Entries taken from a collection:
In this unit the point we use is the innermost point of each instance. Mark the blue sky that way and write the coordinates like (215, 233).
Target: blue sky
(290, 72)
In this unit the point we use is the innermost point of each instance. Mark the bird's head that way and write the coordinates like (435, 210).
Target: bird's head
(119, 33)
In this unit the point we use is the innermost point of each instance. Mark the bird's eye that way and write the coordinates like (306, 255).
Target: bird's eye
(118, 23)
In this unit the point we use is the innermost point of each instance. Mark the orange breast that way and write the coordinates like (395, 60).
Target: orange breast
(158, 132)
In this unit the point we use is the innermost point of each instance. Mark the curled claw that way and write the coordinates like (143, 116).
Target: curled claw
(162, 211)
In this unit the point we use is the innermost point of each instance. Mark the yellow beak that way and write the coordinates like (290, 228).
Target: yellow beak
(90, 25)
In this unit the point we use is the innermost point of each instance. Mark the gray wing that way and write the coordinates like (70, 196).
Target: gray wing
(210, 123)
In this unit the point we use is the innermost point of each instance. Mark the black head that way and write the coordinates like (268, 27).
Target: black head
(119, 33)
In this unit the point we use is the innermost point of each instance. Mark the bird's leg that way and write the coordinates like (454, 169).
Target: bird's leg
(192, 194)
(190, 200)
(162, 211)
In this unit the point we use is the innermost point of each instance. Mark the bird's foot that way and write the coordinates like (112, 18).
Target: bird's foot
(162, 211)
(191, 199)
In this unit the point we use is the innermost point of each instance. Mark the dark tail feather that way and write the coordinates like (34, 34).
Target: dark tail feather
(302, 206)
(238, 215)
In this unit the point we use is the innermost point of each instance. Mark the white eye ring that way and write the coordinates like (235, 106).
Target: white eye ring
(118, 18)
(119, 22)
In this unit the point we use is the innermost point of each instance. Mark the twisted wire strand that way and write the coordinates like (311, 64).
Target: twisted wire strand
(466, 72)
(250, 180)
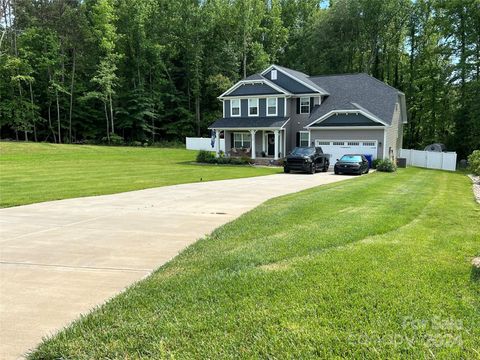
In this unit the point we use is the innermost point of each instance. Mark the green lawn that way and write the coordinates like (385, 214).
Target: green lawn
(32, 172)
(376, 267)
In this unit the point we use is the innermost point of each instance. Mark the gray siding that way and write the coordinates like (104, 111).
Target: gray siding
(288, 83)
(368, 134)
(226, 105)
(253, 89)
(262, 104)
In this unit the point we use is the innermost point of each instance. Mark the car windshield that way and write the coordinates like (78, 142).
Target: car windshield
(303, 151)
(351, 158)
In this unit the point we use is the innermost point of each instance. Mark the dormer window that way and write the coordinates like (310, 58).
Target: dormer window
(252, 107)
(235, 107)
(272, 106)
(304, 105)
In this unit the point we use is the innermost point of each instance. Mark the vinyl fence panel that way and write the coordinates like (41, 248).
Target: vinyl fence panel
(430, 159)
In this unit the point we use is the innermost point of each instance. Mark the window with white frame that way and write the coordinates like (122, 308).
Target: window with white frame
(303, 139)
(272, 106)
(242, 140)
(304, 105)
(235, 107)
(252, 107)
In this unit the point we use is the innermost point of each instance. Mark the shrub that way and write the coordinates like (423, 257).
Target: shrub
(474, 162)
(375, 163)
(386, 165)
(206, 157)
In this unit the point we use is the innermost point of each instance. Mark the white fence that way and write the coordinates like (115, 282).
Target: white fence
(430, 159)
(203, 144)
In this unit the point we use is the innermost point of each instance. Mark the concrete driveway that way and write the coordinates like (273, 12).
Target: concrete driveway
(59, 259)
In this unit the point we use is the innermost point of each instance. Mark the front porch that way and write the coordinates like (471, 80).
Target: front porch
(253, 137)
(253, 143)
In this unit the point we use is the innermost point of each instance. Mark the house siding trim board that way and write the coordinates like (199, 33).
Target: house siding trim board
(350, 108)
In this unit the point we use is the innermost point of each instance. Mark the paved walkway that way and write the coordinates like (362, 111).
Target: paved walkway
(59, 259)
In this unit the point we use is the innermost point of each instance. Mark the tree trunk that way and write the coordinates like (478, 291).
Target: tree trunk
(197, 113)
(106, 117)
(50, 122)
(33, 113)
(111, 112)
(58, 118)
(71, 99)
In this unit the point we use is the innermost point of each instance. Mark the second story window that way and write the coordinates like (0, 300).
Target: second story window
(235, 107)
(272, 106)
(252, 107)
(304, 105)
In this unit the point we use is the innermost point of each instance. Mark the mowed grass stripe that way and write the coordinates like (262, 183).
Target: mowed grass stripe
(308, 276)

==

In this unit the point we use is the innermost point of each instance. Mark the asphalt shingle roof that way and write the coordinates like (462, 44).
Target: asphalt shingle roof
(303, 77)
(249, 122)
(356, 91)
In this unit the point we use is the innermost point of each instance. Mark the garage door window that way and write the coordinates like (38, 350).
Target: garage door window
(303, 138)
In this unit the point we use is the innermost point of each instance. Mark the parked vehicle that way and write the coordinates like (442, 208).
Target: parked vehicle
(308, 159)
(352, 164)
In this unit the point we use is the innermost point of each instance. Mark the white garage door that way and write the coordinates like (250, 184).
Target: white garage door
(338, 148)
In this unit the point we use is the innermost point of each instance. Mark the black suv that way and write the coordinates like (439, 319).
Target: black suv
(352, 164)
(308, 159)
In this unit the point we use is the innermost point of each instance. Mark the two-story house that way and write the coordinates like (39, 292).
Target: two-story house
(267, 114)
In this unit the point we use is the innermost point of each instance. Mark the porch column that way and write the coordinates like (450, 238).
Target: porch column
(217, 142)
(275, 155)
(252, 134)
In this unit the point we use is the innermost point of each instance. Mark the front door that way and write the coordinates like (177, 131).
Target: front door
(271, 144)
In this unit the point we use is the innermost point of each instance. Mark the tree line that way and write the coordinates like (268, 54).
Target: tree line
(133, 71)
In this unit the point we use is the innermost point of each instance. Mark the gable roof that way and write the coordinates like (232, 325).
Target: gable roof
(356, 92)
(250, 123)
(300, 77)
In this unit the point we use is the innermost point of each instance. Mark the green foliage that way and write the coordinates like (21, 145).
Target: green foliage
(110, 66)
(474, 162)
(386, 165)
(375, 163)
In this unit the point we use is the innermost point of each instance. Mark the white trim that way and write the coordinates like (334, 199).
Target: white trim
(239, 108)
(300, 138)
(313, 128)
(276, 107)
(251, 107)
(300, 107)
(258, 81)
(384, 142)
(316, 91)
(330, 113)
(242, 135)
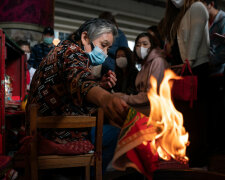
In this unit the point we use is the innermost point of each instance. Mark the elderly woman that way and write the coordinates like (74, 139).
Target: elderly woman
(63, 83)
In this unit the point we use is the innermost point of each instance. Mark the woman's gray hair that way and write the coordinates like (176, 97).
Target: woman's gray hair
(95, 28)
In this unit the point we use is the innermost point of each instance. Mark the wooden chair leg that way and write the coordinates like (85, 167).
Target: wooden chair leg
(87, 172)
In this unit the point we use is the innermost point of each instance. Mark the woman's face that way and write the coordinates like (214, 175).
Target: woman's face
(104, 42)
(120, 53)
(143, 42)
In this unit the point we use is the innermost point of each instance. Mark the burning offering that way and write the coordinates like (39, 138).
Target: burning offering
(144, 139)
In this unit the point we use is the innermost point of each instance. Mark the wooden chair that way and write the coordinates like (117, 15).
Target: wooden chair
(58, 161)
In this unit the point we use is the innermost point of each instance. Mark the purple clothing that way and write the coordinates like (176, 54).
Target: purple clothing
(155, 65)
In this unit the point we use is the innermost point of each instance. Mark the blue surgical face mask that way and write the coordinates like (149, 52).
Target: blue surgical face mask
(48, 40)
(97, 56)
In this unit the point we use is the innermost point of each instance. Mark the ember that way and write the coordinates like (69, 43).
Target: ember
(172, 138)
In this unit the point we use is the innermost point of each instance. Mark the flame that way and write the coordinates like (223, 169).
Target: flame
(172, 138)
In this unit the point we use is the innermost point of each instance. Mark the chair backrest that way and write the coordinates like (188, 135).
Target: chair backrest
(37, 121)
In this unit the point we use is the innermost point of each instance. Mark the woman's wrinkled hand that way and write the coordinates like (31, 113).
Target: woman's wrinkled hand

==

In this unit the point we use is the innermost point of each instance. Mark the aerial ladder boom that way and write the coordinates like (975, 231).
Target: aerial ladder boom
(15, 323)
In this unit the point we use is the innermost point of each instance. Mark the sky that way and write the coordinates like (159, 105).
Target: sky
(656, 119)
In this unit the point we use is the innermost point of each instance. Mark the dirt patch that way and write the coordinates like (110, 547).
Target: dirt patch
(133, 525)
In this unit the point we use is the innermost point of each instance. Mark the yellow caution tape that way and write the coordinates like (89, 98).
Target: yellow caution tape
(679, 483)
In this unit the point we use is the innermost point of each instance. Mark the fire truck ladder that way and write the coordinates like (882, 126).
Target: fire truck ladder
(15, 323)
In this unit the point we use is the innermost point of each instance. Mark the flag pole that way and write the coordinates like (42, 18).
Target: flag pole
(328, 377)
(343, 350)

Work order:
Copy every line in the records above that contains the word "wrinkled".

Completed exercise:
In this unit the point we use is the innermost point of each instance. Mark the woman's wrinkled hand that way and write the coordinates like (31, 113).
Target: woman's wrinkled hand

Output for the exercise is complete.